* START PROVIDED DATA *

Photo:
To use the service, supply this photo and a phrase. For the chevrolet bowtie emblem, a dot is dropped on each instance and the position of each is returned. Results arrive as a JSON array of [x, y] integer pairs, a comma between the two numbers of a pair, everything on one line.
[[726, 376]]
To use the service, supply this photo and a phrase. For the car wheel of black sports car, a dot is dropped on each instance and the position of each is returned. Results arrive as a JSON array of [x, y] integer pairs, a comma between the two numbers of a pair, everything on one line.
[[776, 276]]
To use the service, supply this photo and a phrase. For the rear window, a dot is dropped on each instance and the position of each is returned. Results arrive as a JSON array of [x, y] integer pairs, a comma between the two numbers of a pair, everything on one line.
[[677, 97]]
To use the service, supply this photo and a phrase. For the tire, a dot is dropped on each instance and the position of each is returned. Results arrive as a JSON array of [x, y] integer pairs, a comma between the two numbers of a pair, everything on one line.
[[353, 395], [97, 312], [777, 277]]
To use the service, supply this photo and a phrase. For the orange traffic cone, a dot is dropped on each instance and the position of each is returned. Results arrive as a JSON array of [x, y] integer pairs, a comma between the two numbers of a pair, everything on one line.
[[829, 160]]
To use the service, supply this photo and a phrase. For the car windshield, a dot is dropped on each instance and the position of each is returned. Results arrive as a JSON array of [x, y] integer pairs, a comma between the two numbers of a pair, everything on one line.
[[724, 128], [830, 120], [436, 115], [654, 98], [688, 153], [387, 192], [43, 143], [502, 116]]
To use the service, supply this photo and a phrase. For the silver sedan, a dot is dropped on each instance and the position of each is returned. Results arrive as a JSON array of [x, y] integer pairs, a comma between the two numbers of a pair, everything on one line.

* END PROVIDED DATA *

*OBJECTIVE*:
Recast the whole listing above as a JSON list of strings, with one string per line and blank lines left out.

*WRITTEN SOLUTION*:
[
  "Photo:",
  "To use the service, supply this photo and a phrase. For the chevrolet bowtie emblem, a dot is dropped on each instance and the position of each is returned. Results arrive as a JSON array of [x, y] integer pairs, a comma between the two numbers of a pair, everything on one line.",
  "[[726, 376]]",
  "To use the service, supply this photo and a phrase. For the car wheel of black sports car, a dot is dropped on each instance and the position of each is returned. Results arrive as a JSON array of [x, y] integer pairs, a comma between the two numbers of a pair, everything on one line.",
  "[[776, 276]]",
  "To use the service, supply this photo and a phrase. For the rear window, a dot is dropped on each instance and the position of each is returned. Results arrive as a JSON array of [x, y] integer pairs, a comma between the two numbers of a pair, everything on one line.",
  "[[677, 97]]",
  "To use the service, supply this photo and a phrase. For the tire, a dot is dropped on each instance and the position of each is returned. Results arrive as a JSON array of [x, y] integer pairs, a comma between the two numbers of a pair, everything on one line.",
  "[[353, 395], [97, 312], [777, 277]]",
  "To use the service, supply this photo and a phrase. For the orange traffic cone, a dot is dropped on each instance and the position of each is returned. Results arrive as a JSON array of [x, y] integer pairs, a comma between the two numbers of a pair, everything on one line.",
  "[[829, 160]]",
  "To use the service, supply this photo and a phrase. For the car windshield, a dot is dropped on each instance and the position of each is returned. Results arrive as a JSON array of [x, y] integer pairs, a comma between the two numbers of a pair, everything on one line.",
  "[[724, 128], [830, 120], [436, 115], [654, 98], [688, 153], [387, 192], [43, 143], [502, 116]]",
  "To use the service, supply this photo and a phrase. For the silver sedan, a dot is dropped on each instance and the position of each is returned. Results arrive as a JSON array of [x, y] integer pairs, a comma between the two numbers of a pair, everything on one line."
]